-- Start --

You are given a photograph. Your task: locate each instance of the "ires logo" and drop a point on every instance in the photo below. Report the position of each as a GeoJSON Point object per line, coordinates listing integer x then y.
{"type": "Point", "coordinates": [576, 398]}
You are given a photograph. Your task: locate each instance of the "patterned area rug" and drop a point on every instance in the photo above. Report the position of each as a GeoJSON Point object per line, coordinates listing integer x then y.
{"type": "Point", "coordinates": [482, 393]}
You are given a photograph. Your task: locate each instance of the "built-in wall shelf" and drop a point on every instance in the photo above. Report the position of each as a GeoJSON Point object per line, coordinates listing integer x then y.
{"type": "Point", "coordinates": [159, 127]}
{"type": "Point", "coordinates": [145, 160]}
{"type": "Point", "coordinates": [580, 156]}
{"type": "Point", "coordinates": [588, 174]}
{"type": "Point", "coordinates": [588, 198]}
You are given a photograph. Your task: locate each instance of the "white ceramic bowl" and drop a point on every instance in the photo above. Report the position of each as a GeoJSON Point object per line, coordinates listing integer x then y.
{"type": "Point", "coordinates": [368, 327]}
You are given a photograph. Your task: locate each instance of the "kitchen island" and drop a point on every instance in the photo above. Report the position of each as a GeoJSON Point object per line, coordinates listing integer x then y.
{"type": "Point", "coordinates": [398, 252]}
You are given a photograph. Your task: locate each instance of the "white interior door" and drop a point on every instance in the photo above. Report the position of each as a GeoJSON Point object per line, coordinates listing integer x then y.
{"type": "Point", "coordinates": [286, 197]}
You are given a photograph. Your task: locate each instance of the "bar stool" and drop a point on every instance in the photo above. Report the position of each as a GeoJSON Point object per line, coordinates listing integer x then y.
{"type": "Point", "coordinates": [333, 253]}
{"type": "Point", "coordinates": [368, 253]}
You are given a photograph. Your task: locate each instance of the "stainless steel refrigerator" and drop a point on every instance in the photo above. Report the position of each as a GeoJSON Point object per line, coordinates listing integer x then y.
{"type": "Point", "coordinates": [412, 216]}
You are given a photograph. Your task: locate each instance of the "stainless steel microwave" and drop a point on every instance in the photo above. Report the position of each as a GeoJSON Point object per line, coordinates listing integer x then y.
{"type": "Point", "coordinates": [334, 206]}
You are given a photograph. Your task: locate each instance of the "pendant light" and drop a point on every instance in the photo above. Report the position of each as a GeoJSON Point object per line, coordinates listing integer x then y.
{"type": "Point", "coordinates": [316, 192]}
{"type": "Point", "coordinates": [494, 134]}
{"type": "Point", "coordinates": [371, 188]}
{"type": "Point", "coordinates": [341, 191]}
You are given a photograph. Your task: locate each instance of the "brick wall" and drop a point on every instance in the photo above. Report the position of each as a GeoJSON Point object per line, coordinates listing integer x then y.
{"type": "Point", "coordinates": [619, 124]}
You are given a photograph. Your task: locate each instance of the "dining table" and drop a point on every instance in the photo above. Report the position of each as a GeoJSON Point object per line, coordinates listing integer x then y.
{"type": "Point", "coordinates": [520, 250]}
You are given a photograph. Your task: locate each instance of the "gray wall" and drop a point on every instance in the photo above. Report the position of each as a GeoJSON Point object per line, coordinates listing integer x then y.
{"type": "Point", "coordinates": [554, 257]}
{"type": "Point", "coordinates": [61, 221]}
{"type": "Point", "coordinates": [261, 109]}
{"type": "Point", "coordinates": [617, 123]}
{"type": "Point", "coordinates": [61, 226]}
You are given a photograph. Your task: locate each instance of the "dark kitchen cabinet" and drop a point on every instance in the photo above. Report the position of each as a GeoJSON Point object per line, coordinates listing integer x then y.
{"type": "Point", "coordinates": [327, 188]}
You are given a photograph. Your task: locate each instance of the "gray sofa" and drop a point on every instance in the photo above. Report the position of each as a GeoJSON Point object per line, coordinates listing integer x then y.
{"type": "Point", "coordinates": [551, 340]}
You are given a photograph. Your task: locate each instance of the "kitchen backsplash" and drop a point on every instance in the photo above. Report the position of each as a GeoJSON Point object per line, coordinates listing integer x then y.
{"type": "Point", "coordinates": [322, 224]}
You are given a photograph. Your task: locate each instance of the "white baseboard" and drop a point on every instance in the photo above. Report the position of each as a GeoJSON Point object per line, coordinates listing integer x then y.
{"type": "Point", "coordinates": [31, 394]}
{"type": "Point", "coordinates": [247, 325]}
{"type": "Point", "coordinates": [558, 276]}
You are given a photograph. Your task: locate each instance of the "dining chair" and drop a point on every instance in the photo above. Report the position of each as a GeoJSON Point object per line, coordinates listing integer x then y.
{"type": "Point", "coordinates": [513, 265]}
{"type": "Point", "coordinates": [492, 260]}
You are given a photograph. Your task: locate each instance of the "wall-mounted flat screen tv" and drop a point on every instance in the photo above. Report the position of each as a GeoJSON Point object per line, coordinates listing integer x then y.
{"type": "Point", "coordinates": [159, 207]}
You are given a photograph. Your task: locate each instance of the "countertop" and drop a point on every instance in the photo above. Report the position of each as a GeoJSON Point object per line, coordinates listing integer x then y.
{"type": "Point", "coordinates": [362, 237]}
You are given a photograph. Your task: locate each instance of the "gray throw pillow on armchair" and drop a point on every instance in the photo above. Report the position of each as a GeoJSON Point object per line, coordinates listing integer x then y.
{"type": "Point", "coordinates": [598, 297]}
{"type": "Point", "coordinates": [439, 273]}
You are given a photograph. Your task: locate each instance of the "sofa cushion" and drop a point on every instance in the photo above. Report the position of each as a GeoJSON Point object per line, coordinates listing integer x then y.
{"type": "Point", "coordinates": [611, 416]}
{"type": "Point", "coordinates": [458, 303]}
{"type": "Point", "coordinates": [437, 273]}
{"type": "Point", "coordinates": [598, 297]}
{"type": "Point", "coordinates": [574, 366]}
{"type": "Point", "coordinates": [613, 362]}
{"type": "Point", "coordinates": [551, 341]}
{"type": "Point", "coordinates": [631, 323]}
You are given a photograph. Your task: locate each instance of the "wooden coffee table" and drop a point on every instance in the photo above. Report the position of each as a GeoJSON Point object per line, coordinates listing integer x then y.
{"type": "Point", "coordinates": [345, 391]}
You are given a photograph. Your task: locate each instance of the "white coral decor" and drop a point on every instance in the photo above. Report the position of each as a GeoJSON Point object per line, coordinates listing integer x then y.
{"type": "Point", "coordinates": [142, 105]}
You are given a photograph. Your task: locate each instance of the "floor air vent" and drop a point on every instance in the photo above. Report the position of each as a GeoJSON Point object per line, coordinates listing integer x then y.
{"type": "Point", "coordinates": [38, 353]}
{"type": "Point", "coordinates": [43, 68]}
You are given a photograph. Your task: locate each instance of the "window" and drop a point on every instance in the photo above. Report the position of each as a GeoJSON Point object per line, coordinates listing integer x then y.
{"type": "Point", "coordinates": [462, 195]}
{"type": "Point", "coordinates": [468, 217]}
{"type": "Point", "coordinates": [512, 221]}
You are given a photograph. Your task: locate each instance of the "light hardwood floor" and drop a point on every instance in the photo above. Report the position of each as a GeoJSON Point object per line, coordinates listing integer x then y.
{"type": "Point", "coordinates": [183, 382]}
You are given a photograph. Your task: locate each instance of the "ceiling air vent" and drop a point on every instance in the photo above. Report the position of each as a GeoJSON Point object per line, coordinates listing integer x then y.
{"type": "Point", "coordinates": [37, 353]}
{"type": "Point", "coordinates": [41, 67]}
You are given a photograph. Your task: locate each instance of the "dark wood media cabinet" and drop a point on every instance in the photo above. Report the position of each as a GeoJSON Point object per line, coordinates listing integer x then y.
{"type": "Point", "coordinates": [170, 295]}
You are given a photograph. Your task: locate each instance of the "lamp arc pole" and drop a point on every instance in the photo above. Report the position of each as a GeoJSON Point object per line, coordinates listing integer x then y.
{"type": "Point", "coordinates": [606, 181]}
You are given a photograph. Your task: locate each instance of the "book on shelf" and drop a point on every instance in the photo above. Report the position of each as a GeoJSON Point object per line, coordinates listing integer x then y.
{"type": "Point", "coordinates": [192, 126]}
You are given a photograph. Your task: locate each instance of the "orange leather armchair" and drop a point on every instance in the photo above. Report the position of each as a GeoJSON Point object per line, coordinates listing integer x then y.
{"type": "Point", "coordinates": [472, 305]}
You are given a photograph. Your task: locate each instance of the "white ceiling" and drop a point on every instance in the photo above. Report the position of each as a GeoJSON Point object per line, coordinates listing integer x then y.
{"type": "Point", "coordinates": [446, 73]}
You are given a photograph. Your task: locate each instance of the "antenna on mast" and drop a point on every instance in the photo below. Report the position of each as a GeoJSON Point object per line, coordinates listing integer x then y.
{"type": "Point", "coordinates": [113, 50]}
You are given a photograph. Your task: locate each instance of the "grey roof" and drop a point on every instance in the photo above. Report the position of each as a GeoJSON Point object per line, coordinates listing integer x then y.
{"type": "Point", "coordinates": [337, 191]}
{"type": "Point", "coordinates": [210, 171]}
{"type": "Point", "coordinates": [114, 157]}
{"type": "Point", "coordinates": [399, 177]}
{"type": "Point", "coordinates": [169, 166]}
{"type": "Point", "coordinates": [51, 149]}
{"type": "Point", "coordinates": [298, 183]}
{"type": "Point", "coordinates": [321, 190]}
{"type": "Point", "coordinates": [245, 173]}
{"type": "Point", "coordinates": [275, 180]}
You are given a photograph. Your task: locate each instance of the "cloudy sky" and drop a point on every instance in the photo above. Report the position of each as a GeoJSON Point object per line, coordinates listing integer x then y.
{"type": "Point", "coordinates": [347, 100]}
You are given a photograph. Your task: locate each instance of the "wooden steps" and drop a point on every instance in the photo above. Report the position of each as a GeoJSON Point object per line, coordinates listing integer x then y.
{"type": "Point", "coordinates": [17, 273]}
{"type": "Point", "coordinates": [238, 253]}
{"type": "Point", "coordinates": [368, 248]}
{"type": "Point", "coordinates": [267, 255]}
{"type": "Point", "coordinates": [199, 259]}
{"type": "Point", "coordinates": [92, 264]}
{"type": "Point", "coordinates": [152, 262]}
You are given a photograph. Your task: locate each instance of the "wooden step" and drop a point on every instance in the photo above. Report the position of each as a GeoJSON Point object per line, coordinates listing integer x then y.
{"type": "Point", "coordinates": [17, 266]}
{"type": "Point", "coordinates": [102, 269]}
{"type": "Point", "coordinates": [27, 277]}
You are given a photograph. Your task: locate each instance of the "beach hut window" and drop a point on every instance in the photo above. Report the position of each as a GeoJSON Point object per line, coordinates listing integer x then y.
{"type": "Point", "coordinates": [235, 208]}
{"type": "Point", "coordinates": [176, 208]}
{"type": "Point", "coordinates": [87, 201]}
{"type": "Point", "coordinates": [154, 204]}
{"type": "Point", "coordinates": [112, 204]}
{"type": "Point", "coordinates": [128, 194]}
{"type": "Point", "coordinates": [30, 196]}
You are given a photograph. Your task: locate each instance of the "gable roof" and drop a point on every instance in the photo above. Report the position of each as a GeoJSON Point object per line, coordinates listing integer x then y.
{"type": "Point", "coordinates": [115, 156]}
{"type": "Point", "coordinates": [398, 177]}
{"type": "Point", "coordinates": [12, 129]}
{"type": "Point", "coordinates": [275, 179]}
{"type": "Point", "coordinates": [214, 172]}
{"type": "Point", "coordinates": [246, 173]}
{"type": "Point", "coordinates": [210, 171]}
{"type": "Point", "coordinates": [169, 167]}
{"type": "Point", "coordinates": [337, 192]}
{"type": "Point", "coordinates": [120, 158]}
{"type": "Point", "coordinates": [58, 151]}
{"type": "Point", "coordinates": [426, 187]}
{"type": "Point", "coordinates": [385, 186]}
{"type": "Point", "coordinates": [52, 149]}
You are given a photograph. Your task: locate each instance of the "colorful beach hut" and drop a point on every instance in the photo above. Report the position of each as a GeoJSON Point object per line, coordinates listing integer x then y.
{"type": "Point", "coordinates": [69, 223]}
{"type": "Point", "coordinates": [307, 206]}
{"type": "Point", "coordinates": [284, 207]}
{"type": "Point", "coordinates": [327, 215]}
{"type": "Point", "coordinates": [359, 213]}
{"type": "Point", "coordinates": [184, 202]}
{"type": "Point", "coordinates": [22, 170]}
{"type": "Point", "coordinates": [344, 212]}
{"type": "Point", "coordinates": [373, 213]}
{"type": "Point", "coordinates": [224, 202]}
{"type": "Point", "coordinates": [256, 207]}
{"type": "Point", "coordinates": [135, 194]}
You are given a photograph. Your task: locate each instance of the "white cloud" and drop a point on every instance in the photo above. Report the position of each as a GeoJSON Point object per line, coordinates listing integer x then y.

-- End --

Task prompt:
How many lines of the material above contain the string "below"? Reply with the number alone.

Finished task:
2